WHAT IS REQUIRED
Take the entries below and reproduce them word for word.

(INFORMATION SUPPLIED Opens)

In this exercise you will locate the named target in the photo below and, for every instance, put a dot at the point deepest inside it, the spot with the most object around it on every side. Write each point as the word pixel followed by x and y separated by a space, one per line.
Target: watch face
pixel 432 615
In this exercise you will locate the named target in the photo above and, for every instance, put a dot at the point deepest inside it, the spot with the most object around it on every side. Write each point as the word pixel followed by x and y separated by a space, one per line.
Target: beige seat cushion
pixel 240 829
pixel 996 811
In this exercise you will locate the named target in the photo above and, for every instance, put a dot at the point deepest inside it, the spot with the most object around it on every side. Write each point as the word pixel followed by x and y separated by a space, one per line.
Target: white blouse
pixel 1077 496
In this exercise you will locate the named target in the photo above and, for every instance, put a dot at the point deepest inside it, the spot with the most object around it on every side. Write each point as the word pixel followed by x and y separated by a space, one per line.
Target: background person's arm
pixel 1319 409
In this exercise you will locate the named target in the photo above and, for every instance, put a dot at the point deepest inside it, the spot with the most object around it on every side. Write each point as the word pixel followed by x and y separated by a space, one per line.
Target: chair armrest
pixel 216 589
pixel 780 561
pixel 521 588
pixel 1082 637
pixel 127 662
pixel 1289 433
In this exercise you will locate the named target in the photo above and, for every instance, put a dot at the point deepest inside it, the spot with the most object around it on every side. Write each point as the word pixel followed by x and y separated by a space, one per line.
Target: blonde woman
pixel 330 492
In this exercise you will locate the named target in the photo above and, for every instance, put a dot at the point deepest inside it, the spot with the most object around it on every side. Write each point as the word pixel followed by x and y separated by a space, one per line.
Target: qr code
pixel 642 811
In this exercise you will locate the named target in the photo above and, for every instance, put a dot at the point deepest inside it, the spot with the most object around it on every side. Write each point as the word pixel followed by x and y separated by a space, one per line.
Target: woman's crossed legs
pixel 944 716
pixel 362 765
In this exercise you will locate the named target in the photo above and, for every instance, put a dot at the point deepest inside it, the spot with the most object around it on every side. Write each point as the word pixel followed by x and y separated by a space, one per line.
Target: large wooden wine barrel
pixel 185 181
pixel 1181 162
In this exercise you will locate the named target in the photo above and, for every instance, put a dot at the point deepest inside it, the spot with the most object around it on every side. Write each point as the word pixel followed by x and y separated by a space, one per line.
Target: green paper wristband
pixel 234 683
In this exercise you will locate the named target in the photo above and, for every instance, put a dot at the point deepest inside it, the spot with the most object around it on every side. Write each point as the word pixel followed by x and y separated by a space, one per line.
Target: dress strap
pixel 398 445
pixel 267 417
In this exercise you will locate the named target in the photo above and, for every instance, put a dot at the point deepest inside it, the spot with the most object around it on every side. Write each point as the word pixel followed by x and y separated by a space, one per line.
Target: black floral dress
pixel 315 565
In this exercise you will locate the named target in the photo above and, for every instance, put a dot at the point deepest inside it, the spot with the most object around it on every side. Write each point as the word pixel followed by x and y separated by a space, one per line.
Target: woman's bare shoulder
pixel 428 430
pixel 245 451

(INFORMATION SUPPLIED Closes)

ANSWER FOR THIS EXERCISE
In this exercise you will locate the named target in the photo below and, for every instance, put a dot at the point deepest inside it, the spot with the most object around it on every side. Write each point as the word pixel followed by x and y separated by a space, one per line.
Target: watch face
pixel 432 615
In this exercise you will locate the named target in the photo above and, for every instance, put a dot at the point deepest inside it, the spot with the most object around it on every side. Write each point as the word pixel followed by x and y separated by a space, one per line.
Target: beige seat cushion
pixel 240 829
pixel 996 811
In this exercise you will locate the named target in the photo above and, for every instance, put a dot at the point deepest inside it, the spot with the most object around it on every side. Write each point as the word pixel followed by x and y separated by a space, one per line.
Target: white blouse
pixel 1077 496
In this exercise you will locate the named target in the photo above and, for every instance, put a dot at the point deepest inside it, the spot with the most object around it on every side. Write each point as the word pixel followed by x and y separated by a space, one per line.
Target: background person's arm
pixel 1319 409
In this exercise you will locate the named target in the photo above and, for every instance, put a dot at the point deepest inside it, the spot with the most object around it on every side. Write each point as the word pixel followed by x and y separated by a space, one per line.
Target: chair armrest
pixel 216 589
pixel 780 561
pixel 521 588
pixel 1082 637
pixel 127 662
pixel 1289 433
In this exercise you will locate the named target in the photo above and, for every instance, put a dot at the point deepest inside it, the spot with the most object around it on every side. Write each point as the word pixel followed by x and y separated by a space, one per line.
Target: blonde woman
pixel 330 492
In this exercise you will locate the named target in the photo above and, for every instance, put a dot at the point deepest inside it, the spot with the most object around it on every side. Write each point as the word pixel followed by x and y separated by a space, one per line.
Target: qr code
pixel 642 811
In this exercise you will locate the named target in the photo above and, for every instance, put a dot at the point deepest inside it, the spot with the most object around it on every side. Write each point as the word pixel followed by x and y separated by a space, one per line.
Target: woman's crossed legs
pixel 944 716
pixel 362 765
In this exercise you will locate the named target in the photo above and, for every instance, put a dot at the point deepest inside it, the spot with the most object around it on every side. Write each point as the word pixel followed by x and y separated by a space, one per line.
Target: large wooden wine barrel
pixel 185 181
pixel 1181 162
In this exercise you will locate the named target in the photo above and, for every instance, put a dot at the point deepest inside it, the spot with the most object around it on every side. Write each point as the word pixel followed by x and y separated by a space, one per line.
Target: green paper wristband
pixel 234 683
In this exercise you will locate the named target in the photo above and, for every instance, put a dot at the point deepest inside it, the spot with the most object around it on every side. Write each point as the word pixel followed by x and y separated by a space, one per line.
Target: dress strap
pixel 398 445
pixel 267 417
In this exercise you will locate the named target in the photo above and, for every instance, put a dot at the point deepest inside it, the spot with the most object around it on every side. Write each point as the word pixel followed by x and y separated by a space, one per line.
Target: black floral dress
pixel 315 565
In this exercise you will locate the named target in the photo above and, for every instance, put a dot at the point deepest inside it, the spot with the most object around it on every side. Write each point as the word pixel followed by x and y separated by a space, one per line.
Target: woman's bare shoulder
pixel 428 430
pixel 245 451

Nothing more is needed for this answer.